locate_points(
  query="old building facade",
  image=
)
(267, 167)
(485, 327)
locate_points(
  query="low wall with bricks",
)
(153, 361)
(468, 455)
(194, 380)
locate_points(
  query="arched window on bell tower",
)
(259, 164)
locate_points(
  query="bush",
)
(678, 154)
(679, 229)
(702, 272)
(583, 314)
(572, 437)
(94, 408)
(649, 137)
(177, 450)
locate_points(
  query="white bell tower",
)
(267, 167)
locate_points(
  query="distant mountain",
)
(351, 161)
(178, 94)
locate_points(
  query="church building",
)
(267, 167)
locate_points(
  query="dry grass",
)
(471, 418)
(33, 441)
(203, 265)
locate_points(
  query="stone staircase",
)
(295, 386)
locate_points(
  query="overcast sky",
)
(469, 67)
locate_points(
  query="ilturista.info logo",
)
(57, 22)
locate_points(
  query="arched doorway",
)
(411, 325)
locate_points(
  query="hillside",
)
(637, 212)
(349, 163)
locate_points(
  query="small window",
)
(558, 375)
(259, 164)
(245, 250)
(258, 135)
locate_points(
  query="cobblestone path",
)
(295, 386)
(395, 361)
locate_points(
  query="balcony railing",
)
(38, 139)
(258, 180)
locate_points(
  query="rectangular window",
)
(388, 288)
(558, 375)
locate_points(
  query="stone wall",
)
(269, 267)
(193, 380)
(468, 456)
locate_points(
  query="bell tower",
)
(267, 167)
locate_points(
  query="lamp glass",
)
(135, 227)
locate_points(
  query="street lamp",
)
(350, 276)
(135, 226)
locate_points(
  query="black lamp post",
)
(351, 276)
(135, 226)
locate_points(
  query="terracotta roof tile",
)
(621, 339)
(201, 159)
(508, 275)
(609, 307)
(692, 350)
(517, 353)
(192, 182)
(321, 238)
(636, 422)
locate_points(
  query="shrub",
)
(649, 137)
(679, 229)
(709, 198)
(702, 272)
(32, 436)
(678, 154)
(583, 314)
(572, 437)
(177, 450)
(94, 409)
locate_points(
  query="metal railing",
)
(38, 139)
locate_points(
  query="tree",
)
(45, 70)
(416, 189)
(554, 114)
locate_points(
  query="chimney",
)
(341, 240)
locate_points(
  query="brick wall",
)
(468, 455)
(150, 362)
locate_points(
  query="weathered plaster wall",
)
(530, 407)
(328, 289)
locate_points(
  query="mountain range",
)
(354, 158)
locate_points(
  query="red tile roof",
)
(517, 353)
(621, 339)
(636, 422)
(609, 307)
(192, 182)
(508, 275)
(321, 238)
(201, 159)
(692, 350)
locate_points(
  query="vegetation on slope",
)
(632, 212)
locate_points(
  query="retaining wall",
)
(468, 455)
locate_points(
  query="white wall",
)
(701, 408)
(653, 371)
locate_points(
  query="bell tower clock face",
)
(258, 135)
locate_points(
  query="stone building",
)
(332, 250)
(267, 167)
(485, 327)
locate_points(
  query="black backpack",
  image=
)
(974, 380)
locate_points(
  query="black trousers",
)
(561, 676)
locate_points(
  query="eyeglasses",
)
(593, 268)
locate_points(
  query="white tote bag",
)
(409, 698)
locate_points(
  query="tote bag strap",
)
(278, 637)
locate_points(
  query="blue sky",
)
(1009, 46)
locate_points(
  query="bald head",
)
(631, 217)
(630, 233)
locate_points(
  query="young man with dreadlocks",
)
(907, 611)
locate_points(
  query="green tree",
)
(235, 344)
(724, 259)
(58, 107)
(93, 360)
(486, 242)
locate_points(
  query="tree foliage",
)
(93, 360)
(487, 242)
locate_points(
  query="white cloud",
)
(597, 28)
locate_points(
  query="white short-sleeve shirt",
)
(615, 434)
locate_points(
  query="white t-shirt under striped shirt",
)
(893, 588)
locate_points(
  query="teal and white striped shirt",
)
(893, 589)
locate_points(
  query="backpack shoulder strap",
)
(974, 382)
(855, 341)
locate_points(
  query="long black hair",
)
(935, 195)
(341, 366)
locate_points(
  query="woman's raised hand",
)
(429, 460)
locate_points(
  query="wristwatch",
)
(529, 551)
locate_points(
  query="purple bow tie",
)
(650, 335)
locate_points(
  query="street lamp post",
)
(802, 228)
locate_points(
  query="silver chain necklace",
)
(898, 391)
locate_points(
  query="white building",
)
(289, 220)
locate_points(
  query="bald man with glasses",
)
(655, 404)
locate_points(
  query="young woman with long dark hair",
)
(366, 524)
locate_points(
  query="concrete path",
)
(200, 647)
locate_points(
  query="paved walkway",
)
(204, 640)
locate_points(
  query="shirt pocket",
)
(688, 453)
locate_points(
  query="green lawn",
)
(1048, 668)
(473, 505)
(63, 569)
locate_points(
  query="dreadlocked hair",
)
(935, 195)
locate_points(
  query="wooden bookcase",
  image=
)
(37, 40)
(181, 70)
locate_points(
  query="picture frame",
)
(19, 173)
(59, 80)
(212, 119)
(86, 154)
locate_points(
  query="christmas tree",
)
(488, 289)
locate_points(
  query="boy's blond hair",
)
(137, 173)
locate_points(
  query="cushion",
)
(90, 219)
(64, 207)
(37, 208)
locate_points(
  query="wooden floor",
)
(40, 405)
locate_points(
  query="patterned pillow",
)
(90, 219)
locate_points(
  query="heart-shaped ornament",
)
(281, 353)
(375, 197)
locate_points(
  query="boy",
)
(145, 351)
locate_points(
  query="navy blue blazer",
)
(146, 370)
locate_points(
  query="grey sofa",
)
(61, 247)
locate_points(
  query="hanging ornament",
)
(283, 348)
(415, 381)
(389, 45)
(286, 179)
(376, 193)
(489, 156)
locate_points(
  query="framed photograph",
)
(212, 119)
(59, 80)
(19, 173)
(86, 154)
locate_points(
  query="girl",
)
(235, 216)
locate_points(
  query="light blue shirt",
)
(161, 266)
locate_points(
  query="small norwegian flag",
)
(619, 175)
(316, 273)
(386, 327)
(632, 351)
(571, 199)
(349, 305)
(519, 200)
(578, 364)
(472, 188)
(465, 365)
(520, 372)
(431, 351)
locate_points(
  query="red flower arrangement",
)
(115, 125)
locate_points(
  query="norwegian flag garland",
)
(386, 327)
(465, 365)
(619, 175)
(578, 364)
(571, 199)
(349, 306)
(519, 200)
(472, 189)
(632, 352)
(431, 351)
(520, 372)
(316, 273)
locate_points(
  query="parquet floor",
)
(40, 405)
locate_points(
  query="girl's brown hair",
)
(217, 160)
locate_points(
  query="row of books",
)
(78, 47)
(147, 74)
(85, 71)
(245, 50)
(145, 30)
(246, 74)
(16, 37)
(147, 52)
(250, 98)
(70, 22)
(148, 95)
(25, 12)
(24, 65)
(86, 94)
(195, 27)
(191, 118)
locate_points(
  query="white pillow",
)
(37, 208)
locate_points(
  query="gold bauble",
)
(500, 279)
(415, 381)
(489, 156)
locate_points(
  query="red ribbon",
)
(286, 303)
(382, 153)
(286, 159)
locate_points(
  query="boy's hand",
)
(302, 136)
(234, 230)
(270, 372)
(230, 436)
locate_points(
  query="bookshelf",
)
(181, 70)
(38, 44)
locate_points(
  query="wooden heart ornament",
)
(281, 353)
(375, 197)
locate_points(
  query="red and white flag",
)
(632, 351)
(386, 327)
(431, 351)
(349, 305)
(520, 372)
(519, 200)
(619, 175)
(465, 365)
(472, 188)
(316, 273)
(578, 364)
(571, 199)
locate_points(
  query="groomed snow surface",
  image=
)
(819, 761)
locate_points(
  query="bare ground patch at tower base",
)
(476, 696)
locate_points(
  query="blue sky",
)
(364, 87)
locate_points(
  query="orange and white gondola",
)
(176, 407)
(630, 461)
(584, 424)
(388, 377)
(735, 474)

──────────

→ BRIEF
Would you write out all the records exactly as they read?

→ RESPONSE AREA
locate_points(
  query="old building facade",
  image=
)
(267, 167)
(485, 327)
locate_points(
  query="low wall with bricks",
)
(153, 361)
(468, 455)
(194, 380)
locate_points(
  query="arched window on bell tower",
)
(259, 164)
locate_points(
  query="bush",
)
(678, 154)
(679, 229)
(702, 272)
(583, 314)
(572, 437)
(94, 408)
(649, 137)
(177, 450)
locate_points(
  query="white bell tower",
)
(267, 167)
locate_points(
  query="distant mountain",
)
(351, 161)
(178, 94)
locate_points(
  query="church building",
)
(267, 167)
locate_points(
  query="dry grass",
)
(471, 418)
(33, 441)
(203, 265)
locate_points(
  query="stone staircase",
)
(295, 386)
locate_points(
  query="overcast sky",
)
(469, 67)
locate_points(
  query="ilturista.info logo",
)
(57, 22)
locate_points(
  query="arched doorway",
)
(411, 325)
locate_points(
  query="hillside",
)
(637, 212)
(349, 163)
locate_points(
  query="small window",
)
(558, 375)
(259, 164)
(245, 250)
(258, 135)
locate_points(
  query="cobblestone path",
)
(295, 386)
(395, 361)
locate_points(
  query="balcony railing",
)
(38, 139)
(258, 180)
locate_points(
  query="rectangular window",
)
(388, 288)
(558, 375)
locate_points(
  query="stone wall",
)
(269, 267)
(193, 380)
(468, 456)
locate_points(
  query="bell tower",
)
(267, 167)
locate_points(
  query="lamp glass",
)
(135, 227)
locate_points(
  query="street lamp",
)
(350, 276)
(135, 226)
locate_points(
  query="black lamp post",
)
(351, 276)
(135, 226)
locate_points(
  query="terracotta roof tile",
)
(621, 339)
(201, 159)
(508, 275)
(609, 307)
(692, 350)
(517, 353)
(192, 182)
(321, 238)
(636, 422)
locate_points(
  query="shrub",
)
(649, 137)
(679, 229)
(709, 198)
(702, 272)
(32, 436)
(678, 154)
(583, 314)
(572, 437)
(177, 450)
(94, 409)
locate_points(
  query="metal railing",
)
(38, 139)
locate_points(
  query="tree",
)
(45, 70)
(416, 189)
(554, 114)
locate_points(
  query="chimney",
)
(341, 240)
locate_points(
  query="brick wall",
)
(468, 455)
(150, 362)
locate_points(
  query="weathered plaster wall",
)
(530, 407)
(328, 289)
locate_points(
  query="mountain range",
)
(354, 158)
locate_points(
  query="red tile roof",
)
(517, 353)
(621, 339)
(636, 422)
(609, 307)
(192, 182)
(508, 275)
(321, 238)
(201, 159)
(692, 350)
locate_points(
  query="vegetation on slope",
)
(632, 212)
locate_points(
  query="retaining wall",
)
(468, 455)
locate_points(
  query="white wall",
)
(701, 408)
(653, 371)
locate_points(
  query="bell tower clock face",
)
(258, 135)
locate_points(
  query="stone building",
)
(332, 250)
(267, 167)
(485, 327)
locate_points(
  query="black backpack",
  image=
)
(974, 380)
locate_points(
  query="black trousers",
)
(561, 676)
locate_points(
  query="eyeglasses",
)
(593, 268)
locate_points(
  query="white tote bag",
)
(409, 698)
locate_points(
  query="tote bag strap",
)
(278, 637)
locate_points(
  query="blue sky",
)
(1009, 46)
locate_points(
  query="bald head",
)
(631, 217)
(630, 233)
locate_points(
  query="young man with dreadlocks",
)
(907, 611)
locate_points(
  query="green tree",
)
(235, 344)
(724, 259)
(58, 107)
(93, 360)
(486, 242)
locate_points(
  query="tree foliage",
)
(93, 360)
(487, 242)
locate_points(
  query="white cloud",
)
(597, 28)
locate_points(
  query="white short-sleeve shirt",
)
(615, 434)
locate_points(
  query="white t-shirt under striped shirt",
)
(893, 588)
locate_points(
  query="teal and white striped shirt",
)
(893, 589)
locate_points(
  query="backpack shoulder strap",
)
(974, 382)
(855, 341)
locate_points(
  query="long black hair",
)
(935, 195)
(341, 366)
locate_points(
  query="woman's raised hand",
)
(429, 460)
locate_points(
  query="wristwatch",
)
(529, 551)
locate_points(
  query="purple bow tie",
)
(650, 335)
locate_points(
  query="street lamp post",
)
(802, 228)
locate_points(
  query="silver chain necklace",
)
(898, 391)
locate_points(
  query="white building",
)
(289, 220)
locate_points(
  query="bald man with glasses",
)
(655, 404)
locate_points(
  query="young woman with long dark hair",
)
(366, 524)
locate_points(
  query="concrete path",
)
(200, 647)
locate_points(
  query="paved walkway",
)
(204, 640)
locate_points(
  query="shirt pocket",
)
(688, 453)
locate_points(
  query="green lawn",
)
(1048, 668)
(473, 505)
(63, 569)
locate_points(
  query="dreadlocked hair",
)
(935, 195)
locate_points(
  query="wooden bookcase",
  image=
)
(37, 40)
(181, 70)
locate_points(
  query="picture frame",
)
(19, 173)
(59, 80)
(212, 119)
(86, 154)
locate_points(
  query="christmas tree",
)
(488, 289)
locate_points(
  query="boy's blond hair",
)
(137, 173)
locate_points(
  query="cushion",
)
(90, 219)
(64, 207)
(37, 208)
locate_points(
  query="wooden floor",
)
(40, 405)
locate_points(
  query="patterned pillow",
)
(90, 219)
locate_points(
  query="heart-shaped ornament",
)
(281, 353)
(375, 197)
locate_points(
  query="boy",
)
(145, 351)
locate_points(
  query="navy blue blazer",
)
(146, 370)
locate_points(
  query="grey sofa",
)
(61, 247)
locate_points(
  query="hanging ornament",
)
(283, 348)
(415, 381)
(389, 45)
(286, 179)
(376, 193)
(489, 156)
locate_points(
  query="framed photograph",
)
(212, 119)
(59, 80)
(19, 173)
(86, 154)
locate_points(
  query="girl",
)
(235, 216)
locate_points(
  query="light blue shirt",
)
(161, 266)
locate_points(
  query="small norwegian flag",
)
(619, 175)
(316, 273)
(386, 327)
(632, 351)
(571, 199)
(349, 305)
(519, 200)
(578, 364)
(472, 188)
(465, 365)
(520, 372)
(431, 351)
locate_points(
  query="red flower arrangement",
)
(115, 125)
locate_points(
  query="norwegian flag garland",
)
(386, 327)
(465, 365)
(619, 175)
(578, 364)
(571, 199)
(349, 306)
(519, 200)
(472, 189)
(632, 352)
(431, 351)
(520, 372)
(316, 273)
locate_points(
  query="parquet floor",
)
(40, 405)
locate_points(
  query="girl's brown hair",
)
(217, 160)
locate_points(
  query="row of books",
)
(78, 47)
(147, 74)
(85, 71)
(245, 50)
(145, 30)
(246, 74)
(16, 37)
(147, 52)
(250, 98)
(70, 22)
(148, 95)
(25, 12)
(24, 65)
(86, 94)
(195, 27)
(191, 118)
locate_points(
  query="white pillow",
)
(37, 208)
locate_points(
  query="gold bauble",
)
(500, 279)
(415, 381)
(489, 156)
locate_points(
  query="red ribbon",
)
(286, 303)
(382, 153)
(286, 159)
locate_points(
  query="boy's hand",
)
(302, 136)
(234, 230)
(270, 372)
(230, 436)
locate_points(
  query="bookshelf",
)
(181, 70)
(38, 44)
locate_points(
  query="wooden heart ornament",
)
(281, 353)
(375, 197)
locate_points(
  query="red and white flag",
)
(632, 351)
(386, 327)
(431, 351)
(349, 305)
(520, 372)
(519, 200)
(619, 175)
(465, 365)
(472, 188)
(316, 273)
(578, 364)
(571, 199)
locate_points(
  query="groomed snow surface",
  image=
)
(819, 761)
locate_points(
  query="bare ground patch at tower base",
)
(476, 696)
locate_points(
  query="blue sky",
)
(364, 87)
locate_points(
  query="orange and white gondola",
)
(176, 407)
(630, 461)
(584, 424)
(388, 377)
(735, 474)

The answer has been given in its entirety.